Task statement: Only the lines below from the one containing "like [240, 79]." to the one containing "like [338, 573]." should be repeated, both included and unchanged.

Exercise material:
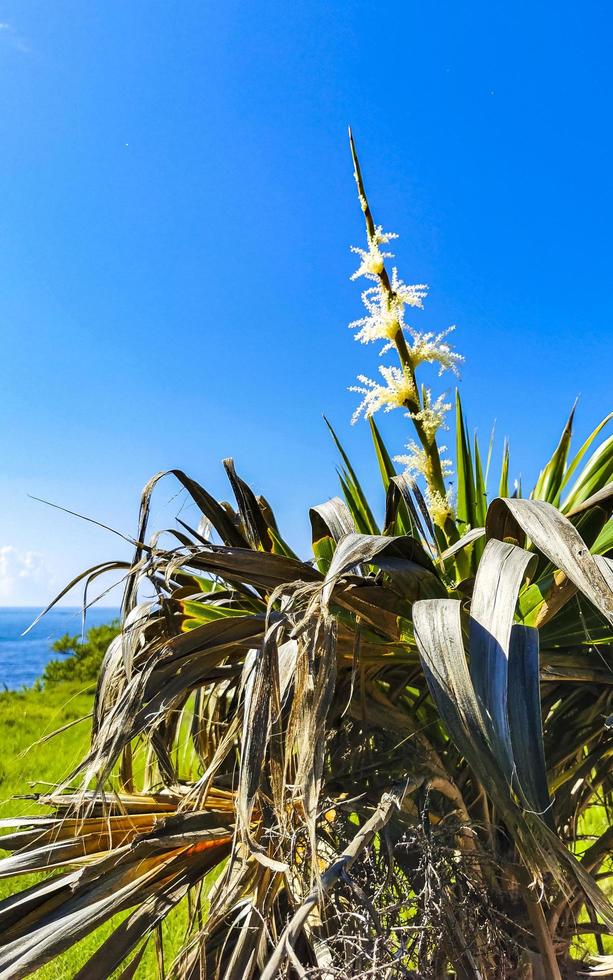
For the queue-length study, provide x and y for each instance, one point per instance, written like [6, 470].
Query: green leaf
[355, 496]
[465, 508]
[384, 459]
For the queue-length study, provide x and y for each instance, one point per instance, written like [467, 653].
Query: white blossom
[416, 461]
[430, 347]
[397, 390]
[432, 414]
[408, 295]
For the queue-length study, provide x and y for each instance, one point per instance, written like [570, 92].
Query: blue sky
[177, 208]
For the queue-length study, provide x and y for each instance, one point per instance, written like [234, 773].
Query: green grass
[26, 718]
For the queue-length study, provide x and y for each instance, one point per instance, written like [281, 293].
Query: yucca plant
[382, 761]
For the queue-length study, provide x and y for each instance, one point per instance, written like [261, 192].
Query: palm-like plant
[377, 762]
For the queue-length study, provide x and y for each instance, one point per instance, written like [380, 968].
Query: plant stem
[434, 473]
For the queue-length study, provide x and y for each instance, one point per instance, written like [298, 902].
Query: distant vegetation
[391, 759]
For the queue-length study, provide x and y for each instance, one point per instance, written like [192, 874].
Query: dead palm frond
[377, 762]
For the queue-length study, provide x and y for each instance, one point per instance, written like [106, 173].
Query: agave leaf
[581, 453]
[525, 723]
[554, 535]
[596, 473]
[501, 571]
[465, 507]
[356, 498]
[329, 522]
[256, 527]
[480, 490]
[386, 466]
[604, 541]
[551, 477]
[503, 488]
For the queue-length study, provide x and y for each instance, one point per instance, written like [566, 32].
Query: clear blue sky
[177, 206]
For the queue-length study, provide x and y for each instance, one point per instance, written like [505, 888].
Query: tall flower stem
[434, 471]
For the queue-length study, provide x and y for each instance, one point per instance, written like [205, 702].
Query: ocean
[23, 658]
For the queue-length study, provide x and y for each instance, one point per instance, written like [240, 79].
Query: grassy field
[26, 719]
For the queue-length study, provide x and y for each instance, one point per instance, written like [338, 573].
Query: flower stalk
[385, 304]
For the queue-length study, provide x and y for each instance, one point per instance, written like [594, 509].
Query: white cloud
[24, 576]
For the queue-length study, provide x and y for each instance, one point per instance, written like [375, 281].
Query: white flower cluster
[385, 305]
[416, 463]
[430, 347]
[398, 389]
[432, 414]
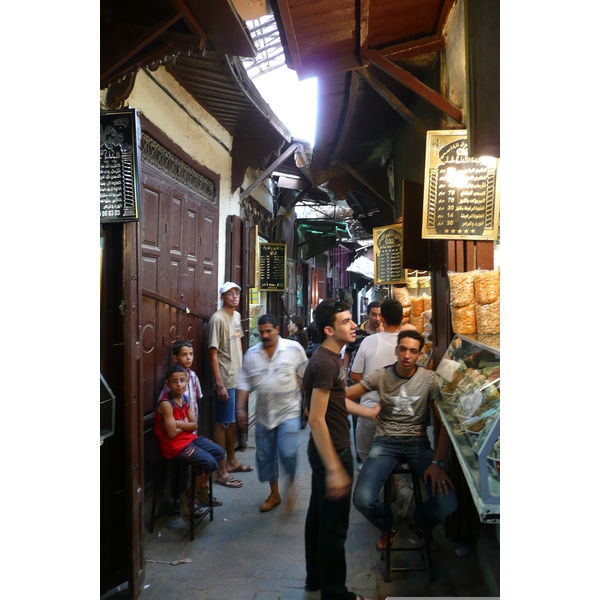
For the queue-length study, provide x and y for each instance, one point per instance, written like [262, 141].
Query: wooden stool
[161, 465]
[403, 469]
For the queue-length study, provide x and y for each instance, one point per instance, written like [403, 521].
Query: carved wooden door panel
[179, 281]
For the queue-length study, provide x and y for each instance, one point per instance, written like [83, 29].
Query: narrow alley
[244, 554]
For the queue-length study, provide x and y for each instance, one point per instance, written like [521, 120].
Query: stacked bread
[475, 301]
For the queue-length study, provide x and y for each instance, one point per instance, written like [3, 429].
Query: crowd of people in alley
[329, 371]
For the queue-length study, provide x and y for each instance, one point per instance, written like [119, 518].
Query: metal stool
[161, 465]
[403, 469]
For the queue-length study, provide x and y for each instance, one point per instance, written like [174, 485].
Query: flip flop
[241, 469]
[231, 482]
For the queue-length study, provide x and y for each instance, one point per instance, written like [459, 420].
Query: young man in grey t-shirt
[407, 394]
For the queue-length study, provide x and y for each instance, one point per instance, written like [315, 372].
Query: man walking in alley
[329, 454]
[407, 394]
[225, 356]
[271, 368]
[372, 325]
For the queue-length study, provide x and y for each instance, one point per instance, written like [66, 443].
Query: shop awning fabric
[315, 236]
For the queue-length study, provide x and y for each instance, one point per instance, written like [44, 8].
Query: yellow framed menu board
[388, 254]
[461, 199]
[273, 259]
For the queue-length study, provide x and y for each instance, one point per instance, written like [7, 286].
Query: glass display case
[469, 376]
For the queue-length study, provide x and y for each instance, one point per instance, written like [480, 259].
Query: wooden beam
[448, 4]
[189, 18]
[290, 34]
[139, 61]
[425, 45]
[268, 171]
[141, 43]
[345, 117]
[352, 171]
[411, 82]
[362, 25]
[292, 204]
[398, 106]
[323, 68]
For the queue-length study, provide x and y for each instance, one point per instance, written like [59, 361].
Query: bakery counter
[469, 407]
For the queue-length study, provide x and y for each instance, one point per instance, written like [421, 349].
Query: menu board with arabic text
[272, 267]
[388, 253]
[461, 199]
[119, 166]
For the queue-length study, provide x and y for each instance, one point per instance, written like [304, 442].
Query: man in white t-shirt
[376, 351]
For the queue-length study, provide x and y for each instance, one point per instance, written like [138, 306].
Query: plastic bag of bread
[462, 290]
[487, 286]
[403, 296]
[418, 306]
[426, 302]
[488, 317]
[463, 319]
[417, 322]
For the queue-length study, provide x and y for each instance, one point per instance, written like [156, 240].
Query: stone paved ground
[247, 555]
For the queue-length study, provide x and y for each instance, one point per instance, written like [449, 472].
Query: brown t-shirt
[325, 370]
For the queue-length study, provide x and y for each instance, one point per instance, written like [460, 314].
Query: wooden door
[178, 274]
[133, 407]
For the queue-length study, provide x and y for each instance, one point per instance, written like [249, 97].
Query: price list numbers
[460, 199]
[388, 254]
[118, 193]
[272, 267]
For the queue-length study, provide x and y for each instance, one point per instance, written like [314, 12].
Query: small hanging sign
[119, 166]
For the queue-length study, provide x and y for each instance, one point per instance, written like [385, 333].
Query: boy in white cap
[225, 356]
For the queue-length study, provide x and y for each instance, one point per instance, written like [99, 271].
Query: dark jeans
[325, 531]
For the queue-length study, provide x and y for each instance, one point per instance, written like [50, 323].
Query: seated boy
[183, 354]
[174, 425]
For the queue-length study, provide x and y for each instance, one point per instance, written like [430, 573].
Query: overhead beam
[420, 47]
[290, 34]
[352, 171]
[292, 204]
[345, 117]
[140, 60]
[394, 102]
[362, 26]
[141, 43]
[189, 18]
[268, 171]
[411, 82]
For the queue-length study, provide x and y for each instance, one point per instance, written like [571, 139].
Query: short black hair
[415, 335]
[268, 319]
[325, 314]
[392, 312]
[177, 346]
[175, 369]
[298, 321]
[372, 305]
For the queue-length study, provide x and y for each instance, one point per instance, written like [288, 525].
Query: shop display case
[469, 376]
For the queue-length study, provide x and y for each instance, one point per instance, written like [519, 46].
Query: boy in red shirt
[175, 425]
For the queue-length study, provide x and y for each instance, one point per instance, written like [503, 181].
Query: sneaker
[202, 499]
[270, 503]
[185, 507]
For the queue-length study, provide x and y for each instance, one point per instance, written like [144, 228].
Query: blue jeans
[225, 411]
[385, 454]
[204, 454]
[283, 440]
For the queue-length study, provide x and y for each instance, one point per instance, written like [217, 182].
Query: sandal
[382, 543]
[229, 482]
[241, 469]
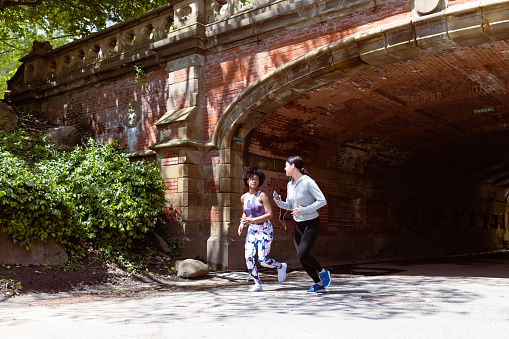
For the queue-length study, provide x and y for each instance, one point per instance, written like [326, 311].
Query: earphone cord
[282, 221]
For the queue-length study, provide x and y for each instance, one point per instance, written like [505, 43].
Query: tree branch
[8, 3]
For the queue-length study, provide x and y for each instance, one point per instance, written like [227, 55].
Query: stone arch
[456, 27]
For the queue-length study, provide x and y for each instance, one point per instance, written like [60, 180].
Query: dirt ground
[91, 274]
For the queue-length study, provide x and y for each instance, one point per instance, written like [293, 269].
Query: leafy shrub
[92, 196]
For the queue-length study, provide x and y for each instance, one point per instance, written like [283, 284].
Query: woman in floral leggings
[257, 214]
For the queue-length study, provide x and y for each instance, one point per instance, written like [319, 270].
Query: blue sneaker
[325, 277]
[316, 288]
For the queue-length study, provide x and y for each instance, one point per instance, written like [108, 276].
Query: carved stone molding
[425, 7]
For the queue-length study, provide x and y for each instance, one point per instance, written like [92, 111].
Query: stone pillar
[225, 249]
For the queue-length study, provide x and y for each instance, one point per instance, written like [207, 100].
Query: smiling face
[289, 169]
[253, 181]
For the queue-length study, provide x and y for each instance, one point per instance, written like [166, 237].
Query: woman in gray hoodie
[303, 199]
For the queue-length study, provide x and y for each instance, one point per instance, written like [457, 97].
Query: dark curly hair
[250, 171]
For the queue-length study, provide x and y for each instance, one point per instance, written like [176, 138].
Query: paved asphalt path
[455, 297]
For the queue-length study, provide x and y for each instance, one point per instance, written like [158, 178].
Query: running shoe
[281, 272]
[256, 288]
[325, 277]
[316, 288]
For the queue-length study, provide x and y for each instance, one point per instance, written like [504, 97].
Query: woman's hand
[296, 211]
[246, 220]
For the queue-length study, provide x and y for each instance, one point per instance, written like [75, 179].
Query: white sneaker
[281, 272]
[256, 288]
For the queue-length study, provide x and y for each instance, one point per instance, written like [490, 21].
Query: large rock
[64, 136]
[191, 268]
[8, 119]
[47, 252]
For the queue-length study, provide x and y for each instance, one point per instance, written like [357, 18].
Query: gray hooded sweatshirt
[307, 195]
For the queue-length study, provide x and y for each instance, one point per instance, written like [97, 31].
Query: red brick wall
[229, 72]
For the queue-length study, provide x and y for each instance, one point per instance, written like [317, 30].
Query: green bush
[92, 196]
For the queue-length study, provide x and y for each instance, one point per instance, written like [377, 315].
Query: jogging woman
[257, 214]
[303, 199]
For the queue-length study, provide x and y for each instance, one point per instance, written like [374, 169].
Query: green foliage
[92, 196]
[138, 71]
[58, 22]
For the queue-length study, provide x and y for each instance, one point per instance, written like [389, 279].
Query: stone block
[345, 57]
[227, 171]
[187, 156]
[191, 268]
[401, 40]
[185, 62]
[8, 119]
[188, 185]
[182, 171]
[188, 12]
[194, 247]
[496, 19]
[234, 185]
[372, 48]
[229, 156]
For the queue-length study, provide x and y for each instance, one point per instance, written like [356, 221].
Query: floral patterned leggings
[259, 237]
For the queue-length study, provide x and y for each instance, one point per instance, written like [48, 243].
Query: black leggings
[306, 233]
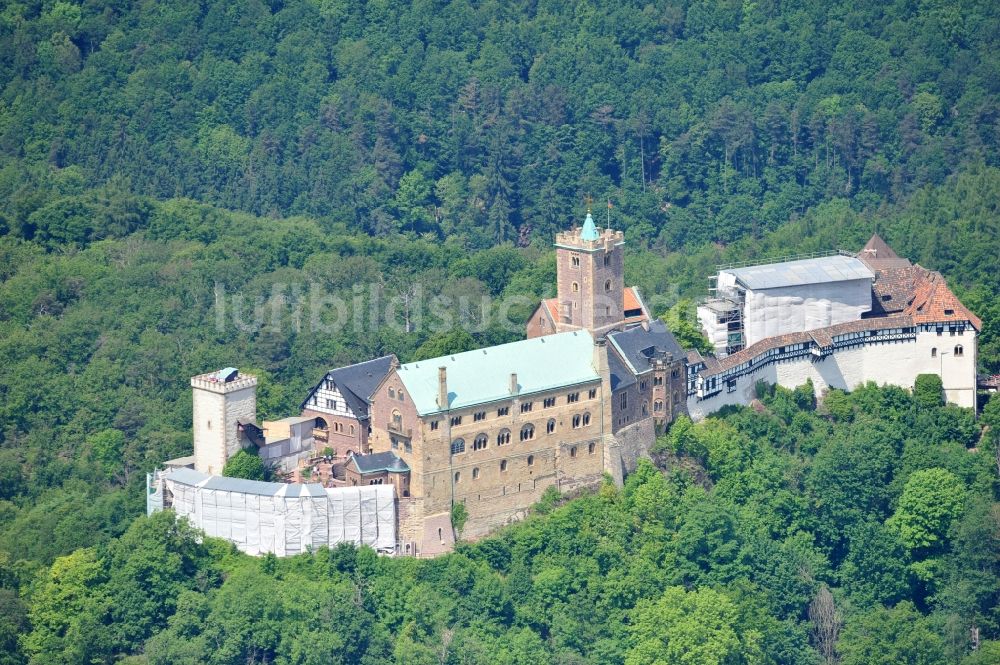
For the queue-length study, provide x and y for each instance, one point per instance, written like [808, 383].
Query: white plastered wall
[895, 364]
[717, 333]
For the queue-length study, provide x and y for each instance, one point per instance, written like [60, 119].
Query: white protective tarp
[778, 311]
[285, 519]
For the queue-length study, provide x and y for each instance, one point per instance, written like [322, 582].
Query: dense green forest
[862, 533]
[164, 164]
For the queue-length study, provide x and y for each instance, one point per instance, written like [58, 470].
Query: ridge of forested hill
[160, 158]
[862, 533]
[491, 120]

Task solution:
For the queue-length study, provide x and y for each instance, one point per instance, written like [240, 79].
Query: grassy field
[26, 719]
For the queue-length study, provide x and y for each instance, one point per instance, written like [338, 573].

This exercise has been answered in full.